Momen merayakan Idul Adha tidak pernah dilewatkan Slamet. Saban tahun ia menyempatkan diri untuk bersua keluarganya saat Idul Adha. Peningkatan kasus Covid-19 yang masih terjadi tidak menghalanginya untuk merayakan Idul Adha di Madura.
”Sudah dari berminggu-minggu lalu saya merencanakan pulang kampung,” kata Slamet.
Untuk mendapat kepastian berangkat, Slamet harus melengkapi sejumlah syarat. Di masa pembatasan sosial berskala besar (PSBB) Tangerang Raya, warga yang bepergian ke luar daerah menggunakan bus wajib menyertakan salinan kartu tanda penduduk dan surat keterangan sehat. Dokumen-dokumen tersebut diserahkan di terminal sesaat sebelum bus berangkat.
Sejumlah persyaratan itu tidak membuat Slamet mengurungkan niat untuk pulang kampung. Baginya, merayakan Idul Adha bersama keluarga lebih penting dari apa pun. Ia pun tidak risau dengan kemungkinan bisa menularkan virus kepada keluarganya.
”Banyak, sih, persyaratan sebelum berangkat. Walau repot, saya tetap berangkat karena mementingkan keluarga,” katanya.
Hal serupa disampaikan Agus (45), warga Cengkareng, Jakarta Barat, yang hendak mudik ke Sumenep, Madura. Agus berangkat bersama keluarganya. Tradisi mudik ini sudah dijalankan Agus setiap tahun saat Idul Adha. Ia berencana kembali lagi ke Tangerang beberapa pekan setelah Idul Adha berakhir.
Gubernur Banten Wahidin Halim sebelumnya mengimbau masyarakat agar menunda niat bepergian ke luar Provinsi Banten pada masa PSBB. Imbauan itu tak dihiraukan Agus. Baginya, berkumpul bersama keluarga saat Idul Adha adalah yang utama.
Kepala Satuan Pelayanan Terminal Poris Plawad Alwien Athena mengatakan, gelombang arus mudik Idul Adha mulai terlihat di terminal. Alwien menjabarkan, jumlah penumpang di Terminal Poris Plawad per hari berkisar 400 hingga 500 orang. Mayoritas bus yang berangkat dari Terminal Poris Plawad menuju Madura dan Padang. Alwien memperkirakan puncak arus mudik Idul Adha terjadi pada 29 Juli atau 30 Juli 2020.
”Keberangkatan didominasi bus tujuan Madura dan Padang. Sekitar 50 persen ke Madura,” ujar Alwien.
Menurut Alwien, setiap penumpang harus menyertakan surat keterangan sehat sebagai salah satu syarat bepergian menggunakan bus. Tanpa surat keterangan sehat, penumpang dilarang berangkat.
Pantauan Kompas di pintu keluar Terminal Poris Plawad, satu bus terpaksa diminta masuk kembali ke terminal karena salah seorang penumpang kedapatan tak membawa surat keterangan sehat saat diperiksa petugas. Penumpang yang tak membawa surat keterangan sehat itu lalu diminta turun dari bus.

▶ Cuplikan Data:
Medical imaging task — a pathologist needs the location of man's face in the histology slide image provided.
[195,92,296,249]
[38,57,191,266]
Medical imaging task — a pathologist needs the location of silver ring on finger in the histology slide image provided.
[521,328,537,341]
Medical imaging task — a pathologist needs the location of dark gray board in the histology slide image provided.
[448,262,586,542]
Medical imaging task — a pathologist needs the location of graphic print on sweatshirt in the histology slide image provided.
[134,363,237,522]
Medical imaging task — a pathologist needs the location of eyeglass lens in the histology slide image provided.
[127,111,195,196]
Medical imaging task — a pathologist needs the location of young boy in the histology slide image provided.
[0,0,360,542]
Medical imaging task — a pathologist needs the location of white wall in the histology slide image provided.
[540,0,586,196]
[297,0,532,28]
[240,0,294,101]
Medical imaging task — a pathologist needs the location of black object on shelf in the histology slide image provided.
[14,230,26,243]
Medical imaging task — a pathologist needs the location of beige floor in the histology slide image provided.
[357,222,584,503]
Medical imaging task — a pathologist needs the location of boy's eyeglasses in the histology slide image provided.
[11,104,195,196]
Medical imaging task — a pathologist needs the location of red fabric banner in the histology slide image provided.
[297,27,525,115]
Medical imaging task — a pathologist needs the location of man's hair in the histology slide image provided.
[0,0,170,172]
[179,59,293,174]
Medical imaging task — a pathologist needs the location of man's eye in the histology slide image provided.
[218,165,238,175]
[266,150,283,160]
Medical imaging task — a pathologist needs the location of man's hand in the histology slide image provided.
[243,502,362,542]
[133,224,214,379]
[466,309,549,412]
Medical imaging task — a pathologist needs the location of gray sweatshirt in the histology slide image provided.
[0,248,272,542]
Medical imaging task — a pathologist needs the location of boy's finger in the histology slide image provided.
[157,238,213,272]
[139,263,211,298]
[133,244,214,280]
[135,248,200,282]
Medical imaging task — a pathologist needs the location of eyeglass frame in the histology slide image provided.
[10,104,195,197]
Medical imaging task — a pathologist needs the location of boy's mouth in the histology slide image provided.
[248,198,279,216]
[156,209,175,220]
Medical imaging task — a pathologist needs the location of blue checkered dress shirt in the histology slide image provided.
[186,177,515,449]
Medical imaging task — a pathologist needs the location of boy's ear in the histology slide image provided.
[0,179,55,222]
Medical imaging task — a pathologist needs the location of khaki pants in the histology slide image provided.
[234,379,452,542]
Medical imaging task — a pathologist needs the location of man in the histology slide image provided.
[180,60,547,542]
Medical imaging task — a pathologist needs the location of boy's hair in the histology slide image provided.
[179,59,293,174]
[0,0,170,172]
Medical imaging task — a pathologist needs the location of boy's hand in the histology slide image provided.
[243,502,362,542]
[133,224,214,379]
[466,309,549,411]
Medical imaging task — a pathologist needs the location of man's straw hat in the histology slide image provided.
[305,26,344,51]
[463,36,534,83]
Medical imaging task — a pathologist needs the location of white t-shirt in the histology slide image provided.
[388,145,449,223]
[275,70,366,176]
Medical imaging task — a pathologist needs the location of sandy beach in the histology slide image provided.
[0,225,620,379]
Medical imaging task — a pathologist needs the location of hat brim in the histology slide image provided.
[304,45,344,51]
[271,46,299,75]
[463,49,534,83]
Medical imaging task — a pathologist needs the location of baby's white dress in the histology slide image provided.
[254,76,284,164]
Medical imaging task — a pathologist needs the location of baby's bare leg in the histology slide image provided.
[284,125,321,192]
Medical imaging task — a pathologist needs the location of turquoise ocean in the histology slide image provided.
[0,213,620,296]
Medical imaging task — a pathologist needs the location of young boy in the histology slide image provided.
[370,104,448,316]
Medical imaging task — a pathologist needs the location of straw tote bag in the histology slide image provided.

▶ Yang Perlu Dikerjakan:
**1.** Tuliskan ulang kata demi kata bagian teks bacaan mulai dari "Momen merayakan Idul" sampai dengan "sebelum bus berangkat.".
**2.** Menurut teks bacaan, mengapa satu bus diminta masuk kembali ke Terminal Poris Plawad? Jelaskan dalam satu sampai tiga kalimat.
**3.** Berapa jumlah penumpang per hari di Terminal Poris Plawad menurut teks bacaan?

▶ Kunci Jawaban:
**1.**
Momen merayakan Idul Adha tidak pernah dilewatkan Slamet. Saban tahun ia menyempatkan diri untuk bersua keluarganya saat Idul Adha. Peningkatan kasus Covid-19 yang masih terjadi tidak menghalanginya untuk merayakan Idul Adha di Madura.
”Sudah dari berminggu-minggu lalu saya merencanakan pulang kampung,” kata Slamet.
Untuk mendapat kepastian berangkat, Slamet harus melengkapi sejumlah syarat. Di masa pembatasan sosial berskala besar (PSBB) Tangerang Raya, warga yang bepergian ke luar daerah menggunakan bus wajib menyertakan salinan kartu tanda penduduk dan surat keterangan sehat. Dokumen-dokumen tersebut diserahkan di terminal sesaat sebelum bus berangkat.

**2.** Satu bus diminta masuk kembali ke terminal karena salah seorang penumpangnya kedapatan tidak membawa surat keterangan sehat saat diperiksa petugas di pintu keluar. Penumpang itu kemudian diminta turun dari bus.

**3.** Sekitar 400 hingga 500 orang per hari.